TEXT TO READ ->
****************
I can probably update the shader to also do the inverse, though I don't know anything about debanding. If you create an issue on the github repo ill look into it.
The display pipeline is pretty programmable from start to finish. With Linux, Valve have even more access to the display controller internal unlike Windows and other OS.
This thread showcases quite a few problems. Ponchos and v00d00m4n talks about format matching between applications and display out. A easy common example to understand is displaying SDR content on HDR. Do you ever wonder why SDR content look pretty dark on a HDR TV?
HDR have 10 bit (1024) values and SDR have 8 (256) bit values. 0 is dark while 255 is light in RGB additive color space.
Let say you have a bright green with high values in high SDR 102, 255, 51 RGB.
When you super impose a 8 bit color onto a 10 bit color space, you end up compressing the intensity. It is much easier to translate the super impose color back to SDR for comparison.
This resulting color looks darker. Put (102, 255, 51) and (25, 63, 13) in the same color picker for comparison. Hence, SDR content looks darker on HDR displays.
https://www.mikekohn.net/file_formats/yuv_rgb_converter.php
The other issue to TV display detection. GPU can talk to the TV to retrieve rgb color ranges. Well, the edid needs to be parsed which is a slightly different problem from color space mismatching. I said to upload your edid files for faster support. I guess I am the clown. Oh well.
1680x1050 and. 1920x1200 appear to pass the value correctly.
On your Steam deck go to Settings -> Display -> Adjust Display Colors -> swipe left to minimum
It's works for me
However, I always have it on Auto for my other consoles (which work with auto) when connected to a multi-hdmi switcher. I hope valve fixes this because the signal doesn't have enough information for the TV to detect what the Steam Deck is sending.
Having to change it back and forth on the TV is annoying.
****************
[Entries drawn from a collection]
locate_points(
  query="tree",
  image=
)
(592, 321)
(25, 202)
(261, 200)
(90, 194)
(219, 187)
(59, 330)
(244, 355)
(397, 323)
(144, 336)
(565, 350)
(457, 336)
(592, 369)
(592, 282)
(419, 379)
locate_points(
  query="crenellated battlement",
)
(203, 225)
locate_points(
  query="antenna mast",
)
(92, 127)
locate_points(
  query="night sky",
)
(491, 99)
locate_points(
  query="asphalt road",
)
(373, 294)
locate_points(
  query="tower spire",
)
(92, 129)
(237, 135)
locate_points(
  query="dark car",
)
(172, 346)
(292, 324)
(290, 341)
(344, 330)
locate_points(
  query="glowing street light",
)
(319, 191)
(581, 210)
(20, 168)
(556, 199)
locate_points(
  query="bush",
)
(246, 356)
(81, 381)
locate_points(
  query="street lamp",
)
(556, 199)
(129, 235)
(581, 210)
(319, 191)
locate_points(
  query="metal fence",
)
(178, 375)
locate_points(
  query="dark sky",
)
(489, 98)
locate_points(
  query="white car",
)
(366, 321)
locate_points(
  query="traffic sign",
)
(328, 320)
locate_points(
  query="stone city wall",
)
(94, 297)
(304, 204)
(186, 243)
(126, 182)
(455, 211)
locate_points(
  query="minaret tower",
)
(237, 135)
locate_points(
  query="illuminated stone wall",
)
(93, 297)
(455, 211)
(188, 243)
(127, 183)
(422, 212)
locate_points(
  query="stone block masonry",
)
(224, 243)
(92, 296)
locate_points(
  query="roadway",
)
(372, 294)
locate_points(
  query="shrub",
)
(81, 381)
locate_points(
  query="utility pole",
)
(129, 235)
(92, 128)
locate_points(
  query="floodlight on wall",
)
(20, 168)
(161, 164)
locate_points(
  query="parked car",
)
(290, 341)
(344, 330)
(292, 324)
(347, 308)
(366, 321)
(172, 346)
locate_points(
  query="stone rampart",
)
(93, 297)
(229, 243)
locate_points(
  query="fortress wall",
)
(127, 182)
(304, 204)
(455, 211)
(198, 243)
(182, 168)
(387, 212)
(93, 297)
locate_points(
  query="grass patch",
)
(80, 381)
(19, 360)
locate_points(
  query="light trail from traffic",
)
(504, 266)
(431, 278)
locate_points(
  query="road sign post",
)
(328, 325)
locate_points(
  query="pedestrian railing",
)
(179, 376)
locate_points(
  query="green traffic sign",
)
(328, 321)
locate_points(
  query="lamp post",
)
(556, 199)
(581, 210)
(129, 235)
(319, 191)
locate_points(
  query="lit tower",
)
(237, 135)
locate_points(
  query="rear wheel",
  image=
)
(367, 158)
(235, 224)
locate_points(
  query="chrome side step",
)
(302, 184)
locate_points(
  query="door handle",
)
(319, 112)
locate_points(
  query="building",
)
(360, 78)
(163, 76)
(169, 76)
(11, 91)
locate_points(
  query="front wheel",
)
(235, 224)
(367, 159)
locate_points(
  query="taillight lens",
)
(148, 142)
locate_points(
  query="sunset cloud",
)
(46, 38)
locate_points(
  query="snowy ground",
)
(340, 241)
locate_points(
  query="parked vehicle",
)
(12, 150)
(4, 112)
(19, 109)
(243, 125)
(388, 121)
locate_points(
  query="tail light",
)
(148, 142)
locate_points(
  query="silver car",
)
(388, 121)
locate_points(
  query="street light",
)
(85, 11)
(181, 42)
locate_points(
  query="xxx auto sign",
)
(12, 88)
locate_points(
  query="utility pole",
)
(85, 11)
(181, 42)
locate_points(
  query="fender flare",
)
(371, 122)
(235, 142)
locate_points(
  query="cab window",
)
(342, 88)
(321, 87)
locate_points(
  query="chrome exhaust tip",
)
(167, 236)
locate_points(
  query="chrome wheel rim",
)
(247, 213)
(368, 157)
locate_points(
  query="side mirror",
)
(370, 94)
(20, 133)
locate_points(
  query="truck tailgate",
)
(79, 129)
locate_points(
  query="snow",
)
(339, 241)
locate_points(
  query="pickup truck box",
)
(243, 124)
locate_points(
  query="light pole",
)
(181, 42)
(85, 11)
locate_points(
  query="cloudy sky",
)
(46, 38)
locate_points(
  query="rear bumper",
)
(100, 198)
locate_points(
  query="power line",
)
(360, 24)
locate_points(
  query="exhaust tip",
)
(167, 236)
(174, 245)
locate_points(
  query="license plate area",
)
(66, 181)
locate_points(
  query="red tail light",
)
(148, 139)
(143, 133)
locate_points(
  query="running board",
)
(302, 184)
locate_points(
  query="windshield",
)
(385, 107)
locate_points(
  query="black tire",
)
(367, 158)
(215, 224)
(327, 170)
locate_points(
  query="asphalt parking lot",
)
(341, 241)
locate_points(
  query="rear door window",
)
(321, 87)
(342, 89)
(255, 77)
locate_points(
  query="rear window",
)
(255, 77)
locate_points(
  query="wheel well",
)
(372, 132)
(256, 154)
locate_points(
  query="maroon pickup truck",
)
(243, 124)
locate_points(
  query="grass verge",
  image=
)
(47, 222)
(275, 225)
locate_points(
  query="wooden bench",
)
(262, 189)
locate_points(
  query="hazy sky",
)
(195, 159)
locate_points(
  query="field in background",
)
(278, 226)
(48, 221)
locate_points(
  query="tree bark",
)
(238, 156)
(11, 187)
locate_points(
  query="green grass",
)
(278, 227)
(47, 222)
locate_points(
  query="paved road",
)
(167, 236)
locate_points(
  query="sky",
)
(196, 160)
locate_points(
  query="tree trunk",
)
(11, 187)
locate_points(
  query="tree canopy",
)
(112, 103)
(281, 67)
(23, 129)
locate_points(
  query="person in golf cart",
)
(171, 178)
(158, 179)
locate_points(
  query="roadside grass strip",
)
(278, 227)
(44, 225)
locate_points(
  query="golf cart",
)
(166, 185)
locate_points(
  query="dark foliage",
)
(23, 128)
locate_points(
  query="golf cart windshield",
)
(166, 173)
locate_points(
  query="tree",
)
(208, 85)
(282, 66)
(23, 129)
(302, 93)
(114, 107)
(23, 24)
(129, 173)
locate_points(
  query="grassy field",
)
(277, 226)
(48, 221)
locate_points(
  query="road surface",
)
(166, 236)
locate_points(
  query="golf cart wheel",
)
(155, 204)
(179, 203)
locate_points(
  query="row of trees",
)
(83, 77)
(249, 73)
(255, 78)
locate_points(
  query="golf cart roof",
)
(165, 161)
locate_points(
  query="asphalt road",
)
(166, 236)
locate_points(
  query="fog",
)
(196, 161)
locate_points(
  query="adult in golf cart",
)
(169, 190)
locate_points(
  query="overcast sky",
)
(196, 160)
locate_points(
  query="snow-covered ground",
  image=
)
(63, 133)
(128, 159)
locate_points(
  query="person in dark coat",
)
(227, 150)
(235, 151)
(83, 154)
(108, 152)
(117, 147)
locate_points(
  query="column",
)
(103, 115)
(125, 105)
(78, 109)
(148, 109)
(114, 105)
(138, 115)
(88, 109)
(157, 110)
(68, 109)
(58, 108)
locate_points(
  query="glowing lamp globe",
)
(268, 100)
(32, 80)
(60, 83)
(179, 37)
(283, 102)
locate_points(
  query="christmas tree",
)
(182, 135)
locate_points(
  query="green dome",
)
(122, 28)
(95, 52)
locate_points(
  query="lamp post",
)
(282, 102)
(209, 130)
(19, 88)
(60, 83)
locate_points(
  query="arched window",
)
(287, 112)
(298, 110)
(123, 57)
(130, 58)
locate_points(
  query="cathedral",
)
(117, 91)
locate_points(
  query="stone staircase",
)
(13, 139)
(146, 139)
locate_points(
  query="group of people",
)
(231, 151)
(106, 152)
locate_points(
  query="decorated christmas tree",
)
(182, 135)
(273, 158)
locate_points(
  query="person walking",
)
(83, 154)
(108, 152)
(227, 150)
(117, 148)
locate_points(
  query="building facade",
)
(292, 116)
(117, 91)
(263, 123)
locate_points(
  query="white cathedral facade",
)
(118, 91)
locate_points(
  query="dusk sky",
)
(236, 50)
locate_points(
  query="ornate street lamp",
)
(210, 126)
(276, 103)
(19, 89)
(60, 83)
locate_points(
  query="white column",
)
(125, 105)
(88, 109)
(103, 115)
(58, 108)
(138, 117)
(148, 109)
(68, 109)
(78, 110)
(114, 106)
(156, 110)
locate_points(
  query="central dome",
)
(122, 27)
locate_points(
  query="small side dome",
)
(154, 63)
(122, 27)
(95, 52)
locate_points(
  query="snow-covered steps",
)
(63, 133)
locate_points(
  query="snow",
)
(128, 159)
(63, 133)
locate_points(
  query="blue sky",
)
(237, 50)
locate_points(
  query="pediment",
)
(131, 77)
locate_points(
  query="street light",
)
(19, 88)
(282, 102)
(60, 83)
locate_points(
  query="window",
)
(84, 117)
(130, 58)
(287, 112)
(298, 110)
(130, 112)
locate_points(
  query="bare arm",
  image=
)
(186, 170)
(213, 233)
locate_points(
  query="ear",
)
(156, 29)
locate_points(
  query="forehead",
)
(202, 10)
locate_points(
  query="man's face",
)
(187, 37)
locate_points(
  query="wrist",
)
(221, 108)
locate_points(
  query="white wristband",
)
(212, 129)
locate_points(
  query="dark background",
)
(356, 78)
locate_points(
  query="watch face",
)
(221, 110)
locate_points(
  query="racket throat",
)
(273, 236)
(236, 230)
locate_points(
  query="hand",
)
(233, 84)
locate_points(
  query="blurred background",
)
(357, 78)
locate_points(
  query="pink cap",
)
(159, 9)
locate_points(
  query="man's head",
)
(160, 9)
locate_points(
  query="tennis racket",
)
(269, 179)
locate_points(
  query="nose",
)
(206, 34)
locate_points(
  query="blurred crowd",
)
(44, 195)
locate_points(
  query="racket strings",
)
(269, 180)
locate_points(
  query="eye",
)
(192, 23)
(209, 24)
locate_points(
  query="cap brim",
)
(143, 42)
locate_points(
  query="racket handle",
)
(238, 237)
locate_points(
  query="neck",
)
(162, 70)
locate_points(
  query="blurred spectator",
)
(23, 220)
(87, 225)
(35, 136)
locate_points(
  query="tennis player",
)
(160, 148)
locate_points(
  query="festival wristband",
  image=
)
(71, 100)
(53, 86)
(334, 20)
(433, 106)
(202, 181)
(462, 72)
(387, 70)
****************
WORK TO DO ->
**A.** Could you print everything in the text on SDR and HDR display color from "When you super" down to "clown. Oh well."?
**B.** Can you select each line of the records that contains the string "glowing"?

ANSWERS FOR THIS EXERCISE ->
**A.**
When you super impose a 8 bit color onto a 10 bit color space, you end up compressing the intensity. It is much easier to translate the super impose color back to SDR for comparison.
This resulting color looks darker. Put (102, 255, 51) and (25, 63, 13) in the same color picker for comparison. Hence, SDR content looks darker on HDR displays.
https://www.mikekohn.net/file_formats/yuv_rgb_converter.php
The other issue to TV display detection. GPU can talk to the TV to retrieve rgb color ranges. Well, the edid needs to be parsed which is a slightly different problem from color space mismatching. I said to upload your edid files for faster support. I guess I am the clown. Oh well.

**B.**
  query="glowing street light",
  query="glowing lamp globe",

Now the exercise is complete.